Compito 1 ▸
Indichi soltanto il numero delle righe delle registrazioni che contengono la stringa "pale".

====== Estratto ======

Un'affinità particolare ci lega all'argilla, se non altro perché è la terra a cui noi torniamo, se proprio non crediamo, come narra il mito, che sia il materiale con cui siamo stati creati. Forse, il fatto che i più grandi artisti vengano attratti dall'argilla in momenti particolari della loro carriera non è una coincidenza. E' accaduto a Picasso negli ultimi anni della sua vita, ai modernisti britannici nel ritiro di St. Ives, al cubano Wifredo Lam e agli artisti che hanno soggiornato ad Albisola, allo scultore africano El Anatsui in convalescenza nel nord dell'Inghilterra, all'artista pop Bridget Riley alla fine della sua carriera. L'artista sincero è attratto dall'argilla perché essa non è soltanto un mezzo, con le sue caratteristiche, ma anche un tramite verso la dimensione ctonia dello spirito e della costituzione umana. La natura terapeutica del lavoro con l'argilla è ben conosciuta da tutti coloro che la utilizzano abitualmente; ancor più, su un piano metaforico e psichico, l'argilla evoca proprio la nostra mortalità come esseri corporei e l'immortalità della terra. Questa risonanza psichica e figurativa a un tempo era stata compresa da tutte le culture antiche e sì è trasmessa ai più grandi artisti. La possibilità di riciclare l'argilla, polverizzando la ceramica in disuso nell'impasto per rinforzare l'argilla fresca e dare forma a un nuovo oggetto, evoca direttamente la natura ciclica del nostro viaggio su questa terra. Il tornio, le mani e le dita, la combinazione olistica degli elementi terra, acqua, aria e fuoco, l'assenza di asetticità e al suo posto la confusione, la carnalità e la sensualità dell'immersione manuale, i requisiti di pazienza e mutua sottomissione, per cui tanto l'artista è alla mercé del materiale, quanto quest'ultimo è alla mercé dell'artista, queste e altre particolarità della vocazione ceramica favoriscono chi cerca davvero quella profondità e quella comprensione, spesso assenti dalla pratica artistica contemporanea, nel passaggio al ventunesimo secolo.

====== Dati registrati ======

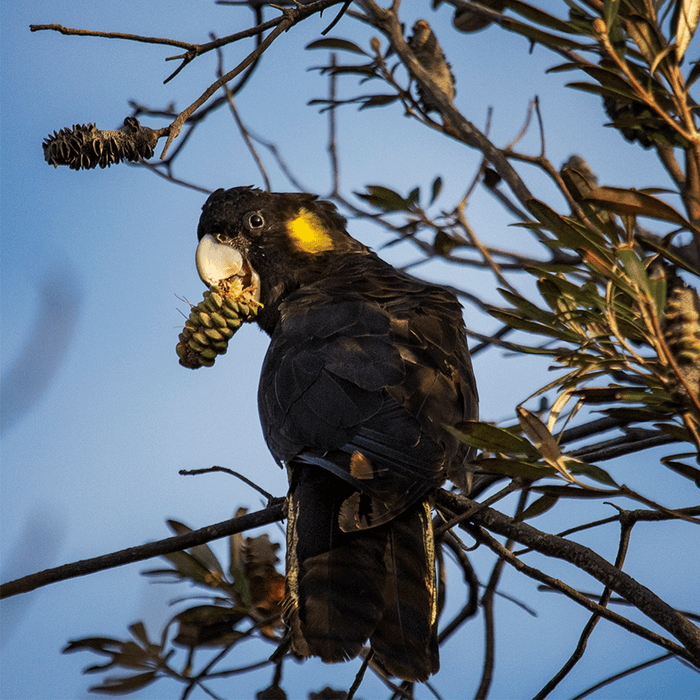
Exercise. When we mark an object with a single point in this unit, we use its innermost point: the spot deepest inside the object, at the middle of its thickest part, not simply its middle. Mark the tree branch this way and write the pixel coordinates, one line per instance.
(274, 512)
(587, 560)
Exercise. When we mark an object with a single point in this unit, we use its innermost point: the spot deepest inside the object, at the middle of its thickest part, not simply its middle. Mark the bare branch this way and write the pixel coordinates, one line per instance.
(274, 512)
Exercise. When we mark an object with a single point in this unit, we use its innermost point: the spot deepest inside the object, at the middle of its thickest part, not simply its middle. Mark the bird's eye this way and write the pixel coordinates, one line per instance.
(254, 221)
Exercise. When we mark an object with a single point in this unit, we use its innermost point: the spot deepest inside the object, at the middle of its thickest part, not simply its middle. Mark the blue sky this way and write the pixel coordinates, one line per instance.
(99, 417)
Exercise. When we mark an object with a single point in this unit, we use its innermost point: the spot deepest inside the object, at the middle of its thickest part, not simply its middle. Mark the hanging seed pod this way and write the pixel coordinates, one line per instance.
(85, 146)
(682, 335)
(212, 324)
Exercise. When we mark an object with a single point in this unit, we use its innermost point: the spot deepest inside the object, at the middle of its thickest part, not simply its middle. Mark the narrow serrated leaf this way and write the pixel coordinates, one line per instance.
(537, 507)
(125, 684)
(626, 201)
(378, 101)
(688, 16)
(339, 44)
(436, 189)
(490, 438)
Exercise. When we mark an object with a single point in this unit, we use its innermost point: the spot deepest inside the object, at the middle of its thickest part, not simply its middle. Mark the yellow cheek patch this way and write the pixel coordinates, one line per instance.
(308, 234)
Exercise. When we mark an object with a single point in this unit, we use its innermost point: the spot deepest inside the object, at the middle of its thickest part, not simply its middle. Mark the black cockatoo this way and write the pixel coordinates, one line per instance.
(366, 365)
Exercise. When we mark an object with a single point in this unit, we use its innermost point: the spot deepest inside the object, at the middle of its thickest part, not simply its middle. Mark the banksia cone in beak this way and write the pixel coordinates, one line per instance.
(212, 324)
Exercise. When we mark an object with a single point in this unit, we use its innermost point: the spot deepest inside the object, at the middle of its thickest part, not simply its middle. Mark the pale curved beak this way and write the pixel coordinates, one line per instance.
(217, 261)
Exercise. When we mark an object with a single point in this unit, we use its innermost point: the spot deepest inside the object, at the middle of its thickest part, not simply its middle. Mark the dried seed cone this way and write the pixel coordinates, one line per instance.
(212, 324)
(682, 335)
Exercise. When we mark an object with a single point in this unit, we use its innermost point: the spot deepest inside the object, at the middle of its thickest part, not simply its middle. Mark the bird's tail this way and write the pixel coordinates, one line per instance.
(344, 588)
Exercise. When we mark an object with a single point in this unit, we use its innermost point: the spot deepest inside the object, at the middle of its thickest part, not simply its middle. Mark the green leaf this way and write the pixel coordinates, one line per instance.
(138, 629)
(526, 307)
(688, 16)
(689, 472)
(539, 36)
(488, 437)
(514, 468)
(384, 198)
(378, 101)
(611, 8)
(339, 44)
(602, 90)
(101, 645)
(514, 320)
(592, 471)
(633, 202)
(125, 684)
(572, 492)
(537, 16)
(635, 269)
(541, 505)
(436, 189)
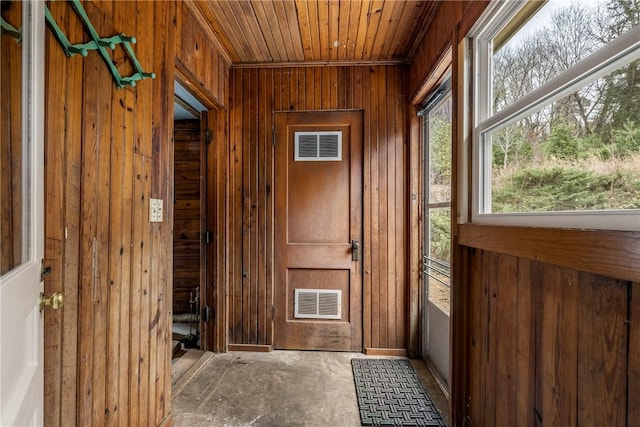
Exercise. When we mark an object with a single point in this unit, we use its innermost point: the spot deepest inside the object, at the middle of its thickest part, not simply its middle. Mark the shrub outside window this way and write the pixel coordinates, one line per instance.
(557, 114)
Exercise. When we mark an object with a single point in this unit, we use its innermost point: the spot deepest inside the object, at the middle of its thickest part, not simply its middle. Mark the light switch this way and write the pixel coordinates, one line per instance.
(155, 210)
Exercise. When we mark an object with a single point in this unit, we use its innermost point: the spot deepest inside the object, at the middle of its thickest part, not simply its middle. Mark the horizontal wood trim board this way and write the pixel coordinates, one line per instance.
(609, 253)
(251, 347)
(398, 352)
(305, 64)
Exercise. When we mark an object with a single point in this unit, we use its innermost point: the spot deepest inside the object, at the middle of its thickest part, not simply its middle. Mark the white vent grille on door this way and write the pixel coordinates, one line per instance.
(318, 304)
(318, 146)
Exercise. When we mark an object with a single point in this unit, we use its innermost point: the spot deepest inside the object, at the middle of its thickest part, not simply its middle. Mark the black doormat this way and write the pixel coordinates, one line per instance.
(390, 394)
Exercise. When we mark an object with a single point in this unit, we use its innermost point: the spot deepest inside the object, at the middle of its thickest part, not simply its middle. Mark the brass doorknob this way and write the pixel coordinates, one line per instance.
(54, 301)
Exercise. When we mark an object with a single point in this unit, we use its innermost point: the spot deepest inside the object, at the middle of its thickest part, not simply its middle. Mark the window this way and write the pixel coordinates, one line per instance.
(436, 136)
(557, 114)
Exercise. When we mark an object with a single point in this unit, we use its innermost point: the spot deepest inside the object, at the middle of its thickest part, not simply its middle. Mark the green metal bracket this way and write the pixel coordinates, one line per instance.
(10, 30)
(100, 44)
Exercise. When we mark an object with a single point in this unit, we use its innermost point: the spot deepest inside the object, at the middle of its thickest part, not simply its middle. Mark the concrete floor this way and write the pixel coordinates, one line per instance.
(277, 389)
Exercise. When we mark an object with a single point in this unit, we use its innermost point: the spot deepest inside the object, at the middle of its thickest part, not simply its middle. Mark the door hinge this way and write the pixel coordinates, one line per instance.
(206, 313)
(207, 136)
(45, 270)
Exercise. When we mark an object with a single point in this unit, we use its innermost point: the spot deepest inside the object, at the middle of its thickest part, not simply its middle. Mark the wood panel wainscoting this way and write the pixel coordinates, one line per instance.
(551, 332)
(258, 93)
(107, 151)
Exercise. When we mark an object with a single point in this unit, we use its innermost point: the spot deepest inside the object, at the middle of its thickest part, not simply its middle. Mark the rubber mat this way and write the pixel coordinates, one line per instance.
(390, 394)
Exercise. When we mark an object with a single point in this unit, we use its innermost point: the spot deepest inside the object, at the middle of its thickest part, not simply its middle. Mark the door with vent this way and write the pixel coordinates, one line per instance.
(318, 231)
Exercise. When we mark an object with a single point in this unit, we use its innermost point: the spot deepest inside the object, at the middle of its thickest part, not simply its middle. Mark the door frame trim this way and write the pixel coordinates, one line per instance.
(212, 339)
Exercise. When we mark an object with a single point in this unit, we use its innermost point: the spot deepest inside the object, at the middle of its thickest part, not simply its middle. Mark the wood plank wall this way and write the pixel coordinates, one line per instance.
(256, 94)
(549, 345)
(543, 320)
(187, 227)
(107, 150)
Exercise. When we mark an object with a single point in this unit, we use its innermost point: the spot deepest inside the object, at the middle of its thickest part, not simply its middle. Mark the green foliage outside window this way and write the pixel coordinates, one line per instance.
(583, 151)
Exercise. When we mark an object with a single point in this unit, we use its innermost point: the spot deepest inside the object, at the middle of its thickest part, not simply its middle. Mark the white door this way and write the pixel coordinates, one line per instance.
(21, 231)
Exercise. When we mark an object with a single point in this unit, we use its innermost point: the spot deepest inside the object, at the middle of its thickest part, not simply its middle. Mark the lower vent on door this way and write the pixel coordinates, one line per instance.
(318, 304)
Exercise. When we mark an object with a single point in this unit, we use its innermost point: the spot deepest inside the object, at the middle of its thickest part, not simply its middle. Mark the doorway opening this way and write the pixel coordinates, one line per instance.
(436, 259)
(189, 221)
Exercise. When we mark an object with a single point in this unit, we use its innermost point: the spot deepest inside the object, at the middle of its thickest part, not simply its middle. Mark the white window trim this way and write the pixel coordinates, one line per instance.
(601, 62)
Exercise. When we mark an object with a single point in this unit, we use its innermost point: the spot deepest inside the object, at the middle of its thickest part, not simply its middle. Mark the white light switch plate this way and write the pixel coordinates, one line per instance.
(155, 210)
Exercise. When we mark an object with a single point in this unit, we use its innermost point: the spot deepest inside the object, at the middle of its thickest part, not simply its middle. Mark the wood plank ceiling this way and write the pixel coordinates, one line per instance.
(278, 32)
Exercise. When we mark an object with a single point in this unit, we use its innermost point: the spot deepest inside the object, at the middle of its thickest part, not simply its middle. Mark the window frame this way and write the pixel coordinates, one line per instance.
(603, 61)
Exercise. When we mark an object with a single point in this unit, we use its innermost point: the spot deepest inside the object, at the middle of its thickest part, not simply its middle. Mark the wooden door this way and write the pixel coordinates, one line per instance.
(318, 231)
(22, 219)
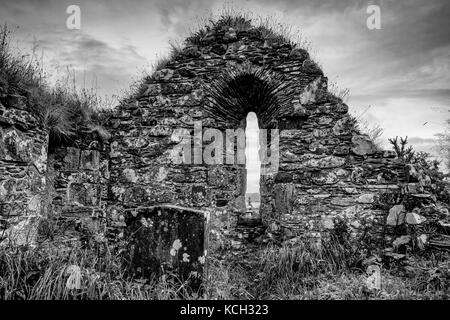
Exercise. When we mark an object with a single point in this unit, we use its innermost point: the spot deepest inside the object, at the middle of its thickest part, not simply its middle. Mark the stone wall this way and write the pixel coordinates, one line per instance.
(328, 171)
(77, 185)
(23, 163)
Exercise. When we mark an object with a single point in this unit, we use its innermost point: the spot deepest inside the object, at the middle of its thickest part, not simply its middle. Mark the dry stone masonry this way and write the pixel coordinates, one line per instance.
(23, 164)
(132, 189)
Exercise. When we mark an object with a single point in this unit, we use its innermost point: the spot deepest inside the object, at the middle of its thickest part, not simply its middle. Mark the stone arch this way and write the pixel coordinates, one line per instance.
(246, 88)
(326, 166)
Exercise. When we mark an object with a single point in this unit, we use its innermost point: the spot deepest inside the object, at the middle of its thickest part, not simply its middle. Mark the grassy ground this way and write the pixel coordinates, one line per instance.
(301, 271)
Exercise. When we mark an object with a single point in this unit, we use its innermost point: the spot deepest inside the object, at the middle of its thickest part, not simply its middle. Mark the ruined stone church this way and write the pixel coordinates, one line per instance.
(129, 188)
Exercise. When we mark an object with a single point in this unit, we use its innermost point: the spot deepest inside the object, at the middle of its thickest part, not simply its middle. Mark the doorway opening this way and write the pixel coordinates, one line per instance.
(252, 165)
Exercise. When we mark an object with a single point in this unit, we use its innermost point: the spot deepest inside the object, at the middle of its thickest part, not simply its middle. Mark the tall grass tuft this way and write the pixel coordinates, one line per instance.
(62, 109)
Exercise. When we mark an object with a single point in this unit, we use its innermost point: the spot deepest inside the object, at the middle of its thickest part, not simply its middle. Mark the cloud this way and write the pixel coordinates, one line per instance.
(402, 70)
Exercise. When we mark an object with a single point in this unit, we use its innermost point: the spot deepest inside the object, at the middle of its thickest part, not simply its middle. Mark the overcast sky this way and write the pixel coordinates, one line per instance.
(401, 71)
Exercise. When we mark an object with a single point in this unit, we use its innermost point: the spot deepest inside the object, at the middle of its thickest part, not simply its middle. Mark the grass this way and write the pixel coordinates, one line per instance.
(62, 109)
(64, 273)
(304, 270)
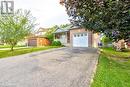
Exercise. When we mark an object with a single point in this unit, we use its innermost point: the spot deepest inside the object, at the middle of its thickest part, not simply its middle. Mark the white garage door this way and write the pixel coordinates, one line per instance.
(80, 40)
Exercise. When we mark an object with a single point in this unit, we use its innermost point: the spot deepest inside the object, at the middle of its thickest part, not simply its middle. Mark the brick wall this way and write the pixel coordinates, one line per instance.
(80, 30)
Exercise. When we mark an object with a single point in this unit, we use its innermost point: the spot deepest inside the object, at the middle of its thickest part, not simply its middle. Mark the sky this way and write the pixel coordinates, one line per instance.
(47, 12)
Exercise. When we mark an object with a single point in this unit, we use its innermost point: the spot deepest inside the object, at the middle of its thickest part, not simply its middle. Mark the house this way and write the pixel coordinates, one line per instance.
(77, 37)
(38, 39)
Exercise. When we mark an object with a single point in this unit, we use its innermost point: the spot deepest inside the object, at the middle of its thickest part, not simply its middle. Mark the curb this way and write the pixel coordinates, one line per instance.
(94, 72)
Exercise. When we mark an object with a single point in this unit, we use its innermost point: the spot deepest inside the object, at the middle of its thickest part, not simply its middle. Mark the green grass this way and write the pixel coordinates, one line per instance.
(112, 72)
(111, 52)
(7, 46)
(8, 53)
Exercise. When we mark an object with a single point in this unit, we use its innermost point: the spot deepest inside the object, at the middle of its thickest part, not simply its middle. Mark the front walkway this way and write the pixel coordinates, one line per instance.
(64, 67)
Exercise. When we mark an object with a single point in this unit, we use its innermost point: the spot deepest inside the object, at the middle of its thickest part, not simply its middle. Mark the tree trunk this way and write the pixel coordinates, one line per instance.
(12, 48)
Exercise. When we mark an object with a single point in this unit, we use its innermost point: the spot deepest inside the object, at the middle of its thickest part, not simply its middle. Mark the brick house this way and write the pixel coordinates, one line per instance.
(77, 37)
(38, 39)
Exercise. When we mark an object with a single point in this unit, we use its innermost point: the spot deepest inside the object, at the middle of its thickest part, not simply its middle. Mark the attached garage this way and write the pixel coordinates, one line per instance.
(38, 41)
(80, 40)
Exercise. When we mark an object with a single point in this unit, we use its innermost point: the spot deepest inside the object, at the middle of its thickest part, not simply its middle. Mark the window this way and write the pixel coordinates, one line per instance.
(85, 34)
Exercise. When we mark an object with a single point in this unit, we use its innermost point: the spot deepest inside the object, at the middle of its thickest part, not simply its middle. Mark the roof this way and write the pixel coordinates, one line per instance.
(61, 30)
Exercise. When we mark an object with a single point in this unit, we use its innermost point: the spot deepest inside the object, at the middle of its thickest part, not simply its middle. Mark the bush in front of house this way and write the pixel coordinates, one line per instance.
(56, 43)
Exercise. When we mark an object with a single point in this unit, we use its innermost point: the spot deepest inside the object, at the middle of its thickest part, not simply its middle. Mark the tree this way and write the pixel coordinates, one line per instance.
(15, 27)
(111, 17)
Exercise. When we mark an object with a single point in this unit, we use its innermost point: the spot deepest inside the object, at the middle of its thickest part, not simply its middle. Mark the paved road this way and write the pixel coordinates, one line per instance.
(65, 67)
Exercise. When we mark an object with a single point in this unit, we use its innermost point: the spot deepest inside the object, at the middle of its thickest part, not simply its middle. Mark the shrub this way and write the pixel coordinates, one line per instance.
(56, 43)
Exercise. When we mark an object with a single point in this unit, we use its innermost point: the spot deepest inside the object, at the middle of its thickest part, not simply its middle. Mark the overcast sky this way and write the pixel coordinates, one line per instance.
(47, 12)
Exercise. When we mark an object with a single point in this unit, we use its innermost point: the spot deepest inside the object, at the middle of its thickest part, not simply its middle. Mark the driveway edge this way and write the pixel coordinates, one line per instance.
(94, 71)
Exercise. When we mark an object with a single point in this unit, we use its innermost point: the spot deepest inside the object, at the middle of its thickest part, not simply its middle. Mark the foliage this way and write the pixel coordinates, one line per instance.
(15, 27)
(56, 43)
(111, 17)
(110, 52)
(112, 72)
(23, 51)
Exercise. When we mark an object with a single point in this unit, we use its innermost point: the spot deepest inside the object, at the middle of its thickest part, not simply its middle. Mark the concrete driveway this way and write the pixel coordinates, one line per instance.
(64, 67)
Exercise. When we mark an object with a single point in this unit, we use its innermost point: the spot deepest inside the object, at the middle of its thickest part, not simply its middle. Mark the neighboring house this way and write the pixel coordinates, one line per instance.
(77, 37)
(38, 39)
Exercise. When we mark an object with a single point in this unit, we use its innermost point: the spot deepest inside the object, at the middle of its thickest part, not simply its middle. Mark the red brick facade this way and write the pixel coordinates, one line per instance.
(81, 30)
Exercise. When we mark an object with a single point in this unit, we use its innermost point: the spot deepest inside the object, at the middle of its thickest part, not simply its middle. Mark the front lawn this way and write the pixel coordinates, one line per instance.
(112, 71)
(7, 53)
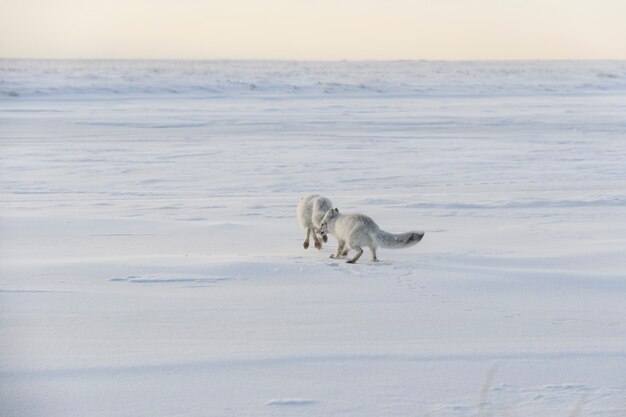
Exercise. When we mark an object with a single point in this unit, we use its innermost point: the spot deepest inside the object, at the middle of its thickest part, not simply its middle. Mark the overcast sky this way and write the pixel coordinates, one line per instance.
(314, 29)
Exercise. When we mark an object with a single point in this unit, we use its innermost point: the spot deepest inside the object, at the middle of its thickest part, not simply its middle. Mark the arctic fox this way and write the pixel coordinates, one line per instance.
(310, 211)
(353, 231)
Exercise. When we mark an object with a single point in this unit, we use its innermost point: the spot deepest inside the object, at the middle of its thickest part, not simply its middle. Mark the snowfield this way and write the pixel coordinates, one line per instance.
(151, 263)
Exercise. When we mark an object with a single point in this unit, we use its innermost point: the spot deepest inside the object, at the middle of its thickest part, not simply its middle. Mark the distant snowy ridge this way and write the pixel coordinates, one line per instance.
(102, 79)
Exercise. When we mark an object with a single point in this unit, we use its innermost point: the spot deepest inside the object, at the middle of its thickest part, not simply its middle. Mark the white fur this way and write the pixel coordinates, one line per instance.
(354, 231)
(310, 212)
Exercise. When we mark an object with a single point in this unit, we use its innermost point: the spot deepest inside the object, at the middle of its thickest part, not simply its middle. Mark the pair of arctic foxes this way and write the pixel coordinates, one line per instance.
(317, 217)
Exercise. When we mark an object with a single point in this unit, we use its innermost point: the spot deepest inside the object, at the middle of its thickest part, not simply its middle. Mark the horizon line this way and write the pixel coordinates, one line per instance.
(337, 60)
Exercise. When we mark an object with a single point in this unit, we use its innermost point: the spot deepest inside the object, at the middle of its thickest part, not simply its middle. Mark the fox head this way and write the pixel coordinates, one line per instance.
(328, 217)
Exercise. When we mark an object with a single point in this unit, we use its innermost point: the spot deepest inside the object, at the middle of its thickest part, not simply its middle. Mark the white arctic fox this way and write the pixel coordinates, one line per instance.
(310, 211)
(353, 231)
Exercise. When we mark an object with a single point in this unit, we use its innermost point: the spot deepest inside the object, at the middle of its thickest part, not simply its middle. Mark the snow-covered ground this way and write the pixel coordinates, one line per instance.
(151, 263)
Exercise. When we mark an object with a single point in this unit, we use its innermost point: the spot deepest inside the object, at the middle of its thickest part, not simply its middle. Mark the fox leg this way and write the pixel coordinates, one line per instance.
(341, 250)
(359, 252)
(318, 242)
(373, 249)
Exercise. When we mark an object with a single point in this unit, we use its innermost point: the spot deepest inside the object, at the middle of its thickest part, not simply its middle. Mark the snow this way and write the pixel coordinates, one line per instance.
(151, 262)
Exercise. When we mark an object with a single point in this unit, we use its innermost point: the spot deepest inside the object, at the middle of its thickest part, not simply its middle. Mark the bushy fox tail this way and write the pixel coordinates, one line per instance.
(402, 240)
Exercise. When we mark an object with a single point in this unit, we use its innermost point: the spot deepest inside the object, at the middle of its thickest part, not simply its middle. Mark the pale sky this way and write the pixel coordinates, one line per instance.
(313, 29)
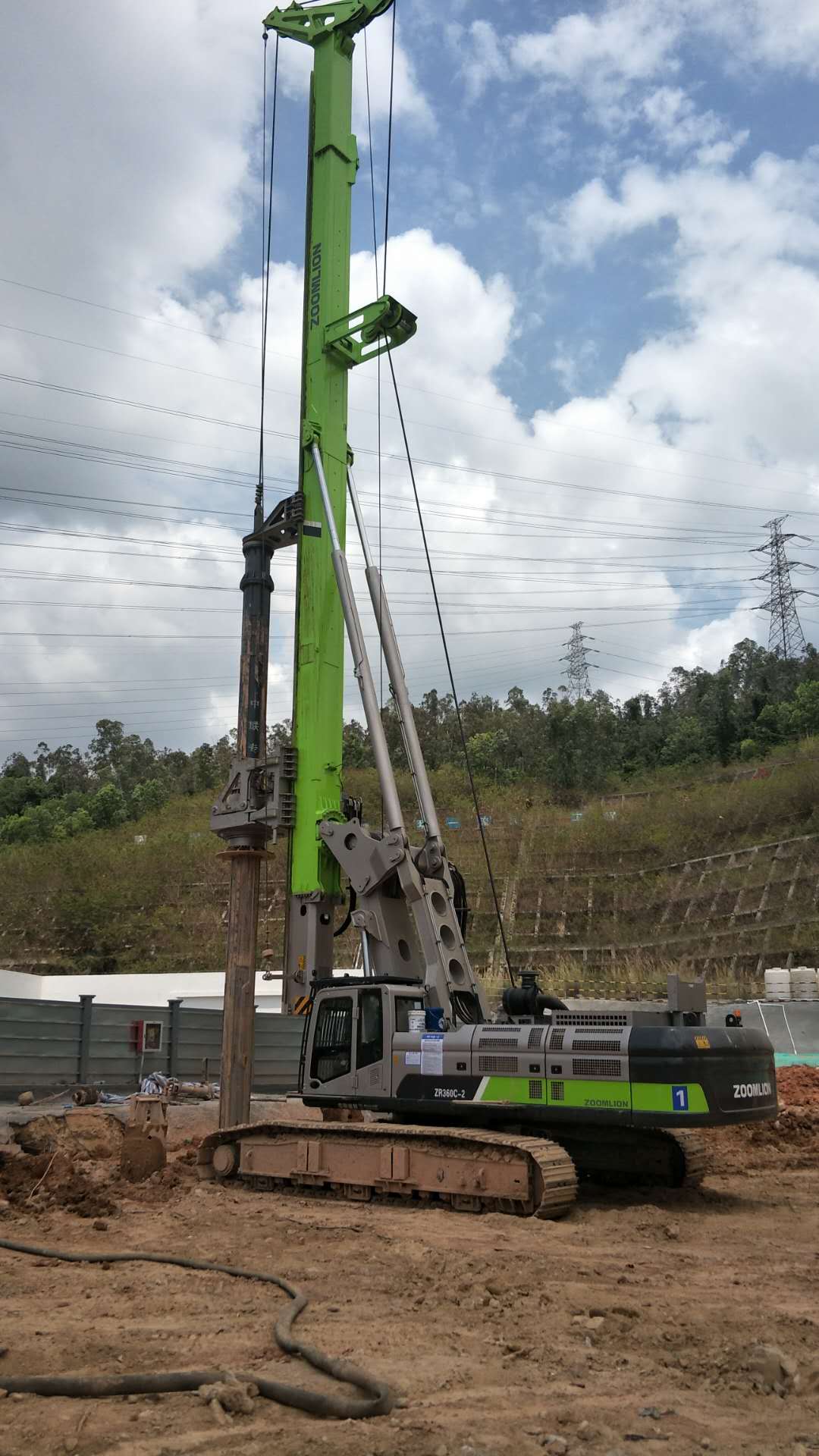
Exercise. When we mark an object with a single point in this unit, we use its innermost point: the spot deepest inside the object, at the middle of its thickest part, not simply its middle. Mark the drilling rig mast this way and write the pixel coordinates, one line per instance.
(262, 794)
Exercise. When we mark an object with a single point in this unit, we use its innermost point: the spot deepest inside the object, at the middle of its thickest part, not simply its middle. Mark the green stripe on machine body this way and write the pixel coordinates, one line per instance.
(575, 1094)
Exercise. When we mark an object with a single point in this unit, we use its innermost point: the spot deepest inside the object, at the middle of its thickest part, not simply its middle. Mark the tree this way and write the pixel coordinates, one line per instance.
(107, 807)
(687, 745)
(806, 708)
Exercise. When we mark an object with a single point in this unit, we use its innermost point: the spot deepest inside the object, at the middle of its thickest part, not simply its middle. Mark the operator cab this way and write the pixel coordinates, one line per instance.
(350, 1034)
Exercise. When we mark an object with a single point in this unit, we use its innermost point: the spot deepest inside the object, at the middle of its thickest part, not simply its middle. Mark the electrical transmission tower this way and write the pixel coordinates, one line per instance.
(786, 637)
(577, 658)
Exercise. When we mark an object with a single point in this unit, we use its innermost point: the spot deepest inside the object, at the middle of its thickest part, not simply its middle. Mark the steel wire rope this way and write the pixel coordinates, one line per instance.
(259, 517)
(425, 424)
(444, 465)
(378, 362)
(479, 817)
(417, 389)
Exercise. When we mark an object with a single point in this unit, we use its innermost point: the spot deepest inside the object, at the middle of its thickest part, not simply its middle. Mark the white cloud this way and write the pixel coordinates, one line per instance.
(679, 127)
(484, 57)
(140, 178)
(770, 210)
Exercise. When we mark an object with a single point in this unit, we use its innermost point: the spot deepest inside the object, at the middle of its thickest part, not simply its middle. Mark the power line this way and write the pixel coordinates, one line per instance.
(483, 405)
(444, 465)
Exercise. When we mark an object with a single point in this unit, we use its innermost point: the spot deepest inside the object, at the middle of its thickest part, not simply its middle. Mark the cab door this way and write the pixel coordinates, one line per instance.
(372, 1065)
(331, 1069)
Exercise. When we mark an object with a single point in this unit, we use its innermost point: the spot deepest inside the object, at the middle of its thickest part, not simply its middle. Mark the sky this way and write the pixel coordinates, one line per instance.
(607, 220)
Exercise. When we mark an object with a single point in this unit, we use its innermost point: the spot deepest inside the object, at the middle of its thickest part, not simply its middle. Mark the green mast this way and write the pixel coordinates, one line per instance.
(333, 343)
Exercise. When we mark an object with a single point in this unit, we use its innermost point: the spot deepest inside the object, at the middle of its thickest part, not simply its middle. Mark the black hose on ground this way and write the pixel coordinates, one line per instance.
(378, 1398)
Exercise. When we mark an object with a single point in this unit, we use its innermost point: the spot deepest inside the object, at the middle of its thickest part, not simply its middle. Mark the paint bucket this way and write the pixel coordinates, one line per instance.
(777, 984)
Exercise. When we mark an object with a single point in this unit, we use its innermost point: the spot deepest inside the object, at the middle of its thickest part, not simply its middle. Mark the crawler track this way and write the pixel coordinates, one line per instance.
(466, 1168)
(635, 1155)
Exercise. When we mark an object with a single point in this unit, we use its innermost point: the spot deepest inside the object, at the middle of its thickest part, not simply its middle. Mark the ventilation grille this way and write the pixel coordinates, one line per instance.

======

Compito 2 ▸
Prosegua l'estratto sull'argilla a partire dalla sua ultima frase.

Risposta 1 ▸
2

Risposta 2 ▸
C'è moltissimo da imparare dal tornio del vasaio: l'arte contemporanea sarebbe senza dubbio più ricca se facessimo attenzione a questa semplice verità.



Testo pubblicato nel catalogo della I Biennale di Ceramica nell'Arte Contemporanea “Il volto felice della globalizzazione”, Attese, Albisola (Italia), 2001.